**What you should do**
Rewrite the stretch of lines from the one containing "If you could tag the rear door window" through the one containing "(1238, 178)", putting "conifer" in place of "evergreen tree" and keeping everything else the same.

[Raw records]
· · · · · · ·

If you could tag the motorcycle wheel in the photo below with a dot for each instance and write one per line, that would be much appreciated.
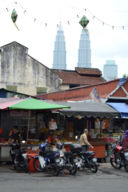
(73, 169)
(37, 165)
(93, 167)
(126, 166)
(116, 163)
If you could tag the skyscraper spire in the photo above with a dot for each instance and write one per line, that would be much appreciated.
(59, 54)
(84, 52)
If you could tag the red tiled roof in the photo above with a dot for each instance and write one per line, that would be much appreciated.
(80, 78)
(83, 92)
(88, 71)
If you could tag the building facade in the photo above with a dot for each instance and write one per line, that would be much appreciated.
(84, 52)
(110, 70)
(59, 53)
(22, 73)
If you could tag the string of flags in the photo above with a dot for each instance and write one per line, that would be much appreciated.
(83, 21)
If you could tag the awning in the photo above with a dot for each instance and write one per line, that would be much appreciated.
(122, 108)
(96, 110)
(30, 104)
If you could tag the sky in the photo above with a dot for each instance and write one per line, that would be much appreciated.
(38, 21)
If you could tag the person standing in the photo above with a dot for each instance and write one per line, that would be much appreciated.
(125, 139)
(84, 140)
(14, 135)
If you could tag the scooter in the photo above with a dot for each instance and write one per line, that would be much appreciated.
(47, 160)
(84, 159)
(66, 160)
(119, 157)
(19, 157)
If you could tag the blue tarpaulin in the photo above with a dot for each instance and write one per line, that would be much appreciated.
(122, 108)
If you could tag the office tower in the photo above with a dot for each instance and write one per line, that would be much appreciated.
(84, 52)
(59, 54)
(110, 70)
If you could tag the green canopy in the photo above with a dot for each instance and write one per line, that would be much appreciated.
(35, 104)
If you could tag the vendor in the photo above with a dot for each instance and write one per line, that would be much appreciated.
(52, 124)
(14, 135)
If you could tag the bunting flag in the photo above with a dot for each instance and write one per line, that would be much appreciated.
(84, 21)
(94, 95)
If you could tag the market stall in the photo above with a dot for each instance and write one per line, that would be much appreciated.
(28, 110)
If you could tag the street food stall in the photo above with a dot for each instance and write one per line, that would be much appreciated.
(25, 113)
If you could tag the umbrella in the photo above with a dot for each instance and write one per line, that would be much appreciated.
(30, 104)
(35, 104)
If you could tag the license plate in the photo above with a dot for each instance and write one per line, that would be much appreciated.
(94, 160)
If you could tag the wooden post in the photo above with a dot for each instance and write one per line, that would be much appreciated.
(29, 115)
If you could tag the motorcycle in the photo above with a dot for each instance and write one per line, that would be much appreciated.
(119, 157)
(19, 157)
(47, 160)
(66, 161)
(84, 159)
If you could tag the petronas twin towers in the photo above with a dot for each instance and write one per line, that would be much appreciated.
(84, 52)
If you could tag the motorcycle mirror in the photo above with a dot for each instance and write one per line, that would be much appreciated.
(23, 141)
(76, 137)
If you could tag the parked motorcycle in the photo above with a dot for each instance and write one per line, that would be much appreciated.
(66, 160)
(84, 159)
(47, 160)
(19, 157)
(119, 157)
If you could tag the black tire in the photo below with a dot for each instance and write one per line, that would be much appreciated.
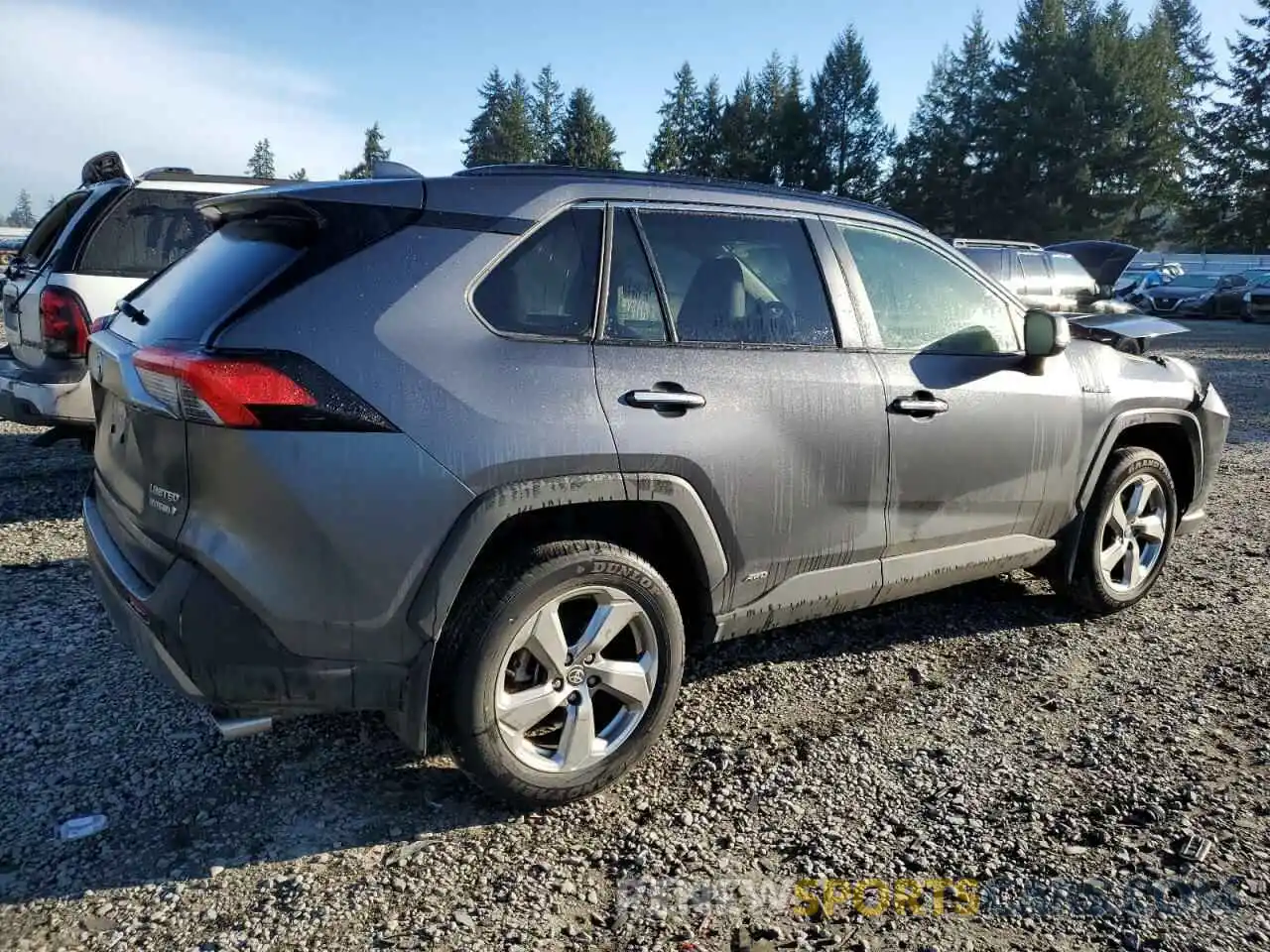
(1087, 585)
(484, 626)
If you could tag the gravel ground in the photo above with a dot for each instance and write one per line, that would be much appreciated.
(983, 734)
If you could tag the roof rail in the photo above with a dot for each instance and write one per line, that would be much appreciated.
(385, 169)
(665, 178)
(994, 243)
(166, 169)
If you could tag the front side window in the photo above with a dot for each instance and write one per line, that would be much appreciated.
(144, 232)
(547, 286)
(924, 301)
(738, 278)
(634, 309)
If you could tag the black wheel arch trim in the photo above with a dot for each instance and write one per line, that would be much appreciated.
(1129, 419)
(483, 516)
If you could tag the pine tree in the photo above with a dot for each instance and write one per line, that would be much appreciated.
(852, 141)
(672, 146)
(939, 164)
(372, 153)
(794, 134)
(484, 140)
(1238, 175)
(706, 146)
(261, 164)
(22, 214)
(738, 130)
(547, 111)
(587, 139)
(503, 130)
(770, 94)
(1034, 155)
(516, 123)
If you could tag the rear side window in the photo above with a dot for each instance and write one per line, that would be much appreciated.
(202, 289)
(926, 302)
(989, 259)
(44, 238)
(144, 232)
(547, 285)
(1070, 272)
(739, 278)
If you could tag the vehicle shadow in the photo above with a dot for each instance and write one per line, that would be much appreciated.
(53, 479)
(181, 801)
(973, 610)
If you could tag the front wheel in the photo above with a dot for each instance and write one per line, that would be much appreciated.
(568, 669)
(1129, 531)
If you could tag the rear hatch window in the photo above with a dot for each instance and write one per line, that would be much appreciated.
(143, 234)
(199, 291)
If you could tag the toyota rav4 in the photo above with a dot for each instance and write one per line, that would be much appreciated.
(489, 451)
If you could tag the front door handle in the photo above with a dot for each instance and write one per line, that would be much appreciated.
(921, 405)
(665, 399)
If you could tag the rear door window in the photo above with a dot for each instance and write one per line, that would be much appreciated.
(547, 285)
(144, 232)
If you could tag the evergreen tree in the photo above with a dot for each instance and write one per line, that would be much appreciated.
(852, 141)
(516, 123)
(587, 139)
(706, 146)
(939, 166)
(1034, 155)
(22, 214)
(484, 140)
(794, 134)
(372, 153)
(503, 130)
(547, 111)
(261, 164)
(770, 94)
(672, 146)
(739, 131)
(1238, 178)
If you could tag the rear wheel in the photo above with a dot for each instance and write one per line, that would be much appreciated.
(1128, 532)
(568, 670)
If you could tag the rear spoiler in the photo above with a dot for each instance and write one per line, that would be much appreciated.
(304, 200)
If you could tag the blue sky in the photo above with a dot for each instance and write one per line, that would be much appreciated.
(197, 82)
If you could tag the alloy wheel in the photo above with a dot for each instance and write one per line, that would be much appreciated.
(1133, 534)
(576, 679)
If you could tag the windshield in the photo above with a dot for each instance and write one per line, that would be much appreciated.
(1196, 281)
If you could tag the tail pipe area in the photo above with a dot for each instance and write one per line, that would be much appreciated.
(235, 728)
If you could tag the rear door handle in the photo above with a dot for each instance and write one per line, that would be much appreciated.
(665, 399)
(919, 405)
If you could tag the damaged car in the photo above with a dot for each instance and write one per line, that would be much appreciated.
(490, 451)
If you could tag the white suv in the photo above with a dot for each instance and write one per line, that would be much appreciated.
(99, 243)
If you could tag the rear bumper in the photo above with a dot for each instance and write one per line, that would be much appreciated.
(36, 403)
(195, 636)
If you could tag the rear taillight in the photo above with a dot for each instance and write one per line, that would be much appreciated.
(64, 322)
(263, 391)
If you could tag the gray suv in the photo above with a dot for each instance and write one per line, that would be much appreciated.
(490, 451)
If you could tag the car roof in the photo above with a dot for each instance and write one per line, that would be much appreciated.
(535, 191)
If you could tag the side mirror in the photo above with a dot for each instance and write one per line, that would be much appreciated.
(1046, 334)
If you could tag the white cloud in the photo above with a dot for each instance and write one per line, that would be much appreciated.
(81, 81)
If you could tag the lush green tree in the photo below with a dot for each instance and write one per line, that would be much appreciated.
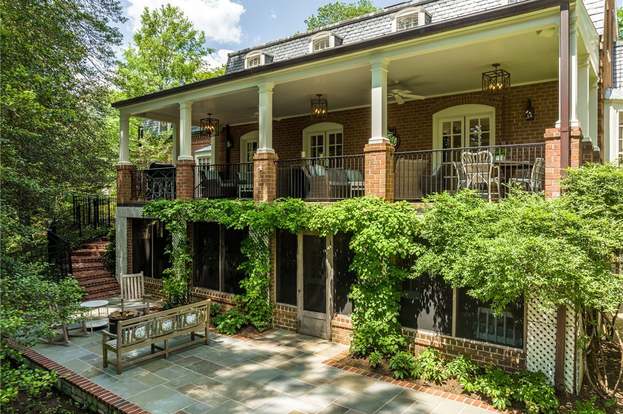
(167, 51)
(337, 12)
(54, 101)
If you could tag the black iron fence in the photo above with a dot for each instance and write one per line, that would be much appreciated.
(492, 172)
(224, 180)
(92, 211)
(321, 179)
(153, 184)
(59, 254)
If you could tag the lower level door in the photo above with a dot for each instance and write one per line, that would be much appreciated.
(313, 283)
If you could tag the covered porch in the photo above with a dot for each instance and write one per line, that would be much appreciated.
(424, 101)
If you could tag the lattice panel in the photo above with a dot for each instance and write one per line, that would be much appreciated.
(541, 341)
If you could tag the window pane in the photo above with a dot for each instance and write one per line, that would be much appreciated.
(476, 320)
(286, 267)
(206, 255)
(343, 277)
(314, 274)
(426, 303)
(232, 257)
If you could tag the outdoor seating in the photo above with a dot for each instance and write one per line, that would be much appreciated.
(132, 287)
(534, 182)
(156, 331)
(480, 173)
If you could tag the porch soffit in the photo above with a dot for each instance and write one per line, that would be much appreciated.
(446, 35)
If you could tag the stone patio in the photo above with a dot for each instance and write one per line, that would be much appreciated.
(280, 372)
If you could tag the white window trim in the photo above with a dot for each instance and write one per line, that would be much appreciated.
(464, 111)
(252, 55)
(320, 128)
(244, 140)
(321, 36)
(417, 11)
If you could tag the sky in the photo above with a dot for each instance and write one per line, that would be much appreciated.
(231, 25)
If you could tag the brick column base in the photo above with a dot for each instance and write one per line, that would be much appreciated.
(184, 179)
(265, 176)
(379, 170)
(553, 172)
(124, 183)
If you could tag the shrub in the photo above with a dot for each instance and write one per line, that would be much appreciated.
(535, 392)
(402, 365)
(230, 322)
(462, 368)
(495, 384)
(430, 367)
(375, 359)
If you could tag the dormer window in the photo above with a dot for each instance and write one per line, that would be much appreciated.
(322, 41)
(410, 18)
(255, 59)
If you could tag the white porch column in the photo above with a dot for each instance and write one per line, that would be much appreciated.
(582, 103)
(379, 103)
(266, 117)
(175, 144)
(592, 110)
(573, 78)
(185, 153)
(124, 139)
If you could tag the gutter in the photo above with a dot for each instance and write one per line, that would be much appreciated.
(430, 29)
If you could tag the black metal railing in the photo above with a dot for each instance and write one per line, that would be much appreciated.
(422, 173)
(59, 254)
(224, 180)
(153, 184)
(94, 211)
(321, 179)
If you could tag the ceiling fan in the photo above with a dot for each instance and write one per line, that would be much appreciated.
(401, 93)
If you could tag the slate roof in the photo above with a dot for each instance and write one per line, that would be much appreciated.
(378, 24)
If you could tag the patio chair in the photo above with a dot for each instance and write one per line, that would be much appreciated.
(480, 173)
(534, 182)
(132, 287)
(460, 175)
(316, 175)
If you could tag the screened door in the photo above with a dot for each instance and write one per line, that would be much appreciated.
(312, 282)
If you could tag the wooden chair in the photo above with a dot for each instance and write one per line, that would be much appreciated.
(479, 173)
(132, 288)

· · · · · · ·

**Output below**
If you could tag the rear door window in the photo above with a dot for each instance and write one per line, that would be much appreciated.
(547, 285)
(144, 232)
If you could tag the conifer in the photo above with a dot for each instance and write one per line, that would be much appreciated.
(852, 141)
(516, 123)
(587, 139)
(706, 146)
(939, 166)
(1034, 155)
(22, 214)
(484, 140)
(794, 134)
(372, 153)
(503, 130)
(547, 111)
(261, 164)
(770, 94)
(672, 146)
(739, 131)
(1238, 178)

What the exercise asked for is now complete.